• **Problem details**: Only the pictures are to be left out, and the rest of the entries should be reproduced exactly.

• **Records provided**:
▼
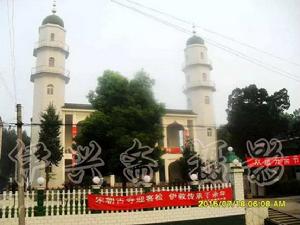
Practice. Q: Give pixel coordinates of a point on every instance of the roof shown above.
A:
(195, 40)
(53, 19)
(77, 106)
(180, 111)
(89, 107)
▲
• **Result of the exercise**:
Practice. Q: Give pixel coordinates of a point on every instance of the roof shown above.
A:
(195, 40)
(53, 19)
(77, 106)
(180, 111)
(89, 107)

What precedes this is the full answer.